Text excerpt.
____________
Blueprint Bench: First Signs of 3D Spatial Intelligence in LLMs
Key Takeaways
- ▸OpenAI's GPT 5.5 achieves highest spatial reasoning score (0.36 connectivity similarity) on Blueprint-Bench 2, with Google Gemini 3.1 Pro and Anthropic Claude Opus 4.7 in close pursuit
- ▸Room-to-room connectivity inference is the key performance discriminator—where lower-performing models fail despite 90% accuracy on basic room counting
- ▸Specialized robotics-focused models underperformed, suggesting general-purpose models may have superior spatial reasoning capabilities
Summary
Blueprint-Bench 2, a new benchmark for evaluating 3D spatial reasoning in large language models, reveals that leading AI models are demonstrating genuine spatial intelligence when tasked with converting apartment photographs into accurate 2D floor plans. The benchmark tests models on their ability to identify rooms, infer spatial relationships, understand scale, and generate structured output—a task that requires far more than memorized training data.
According to the latest results, OpenAI's GPT 5.5 leads the field with a connectivity similarity score of 0.36, followed by Google's Gemini 3.1 Pro (0.27) and Anthropic's Claude Opus 4.7 (0.25). The benchmark includes a persistent notepad feature that allows agents to record strategies and lessons learned across 50 sequential apartment evaluations, enabling iterative learning and pattern recognition. The key discriminator between high and low performers is the ability to correctly infer room-to-room connectivity—most models achieve ~90% accuracy on counting rooms but struggle to map which rooms connect to which.
A notable finding is that specialized models underperformed expectations. Google's Gemini Robotics-ER 1.6, despite being designed specifically for spatial and embodied reasoning, scored below the general-purpose Gemini 3 Flash. The benchmark demonstrates what researchers call 'sparks of spatial reasoning,' with top models successfully reversing camera direction using visual landmarks and inferring through-room connectivity from multiple doorways—capabilities absent entirely in the original Blueprint-Bench.
____________
Given material.
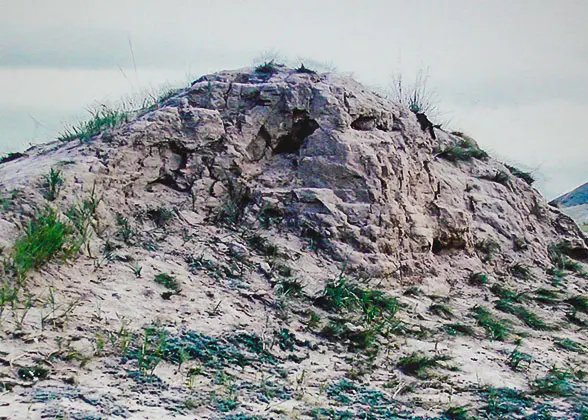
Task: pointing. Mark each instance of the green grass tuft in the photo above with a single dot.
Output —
____________
What is required.
Answer these questions using the text about Blueprint-Bench 2.
(a) What do the models have to convert apartment photographs into?
(b) What connectivity similarity score did Google's Gemini 3.1 Pro receive?
(c) Which general-purpose model scored above Gemini Robotics-ER 1.6?

Your solution.
(a) Accurate 2D floor plans.
(b) 0.27.
(c) Gemini 3 Flash.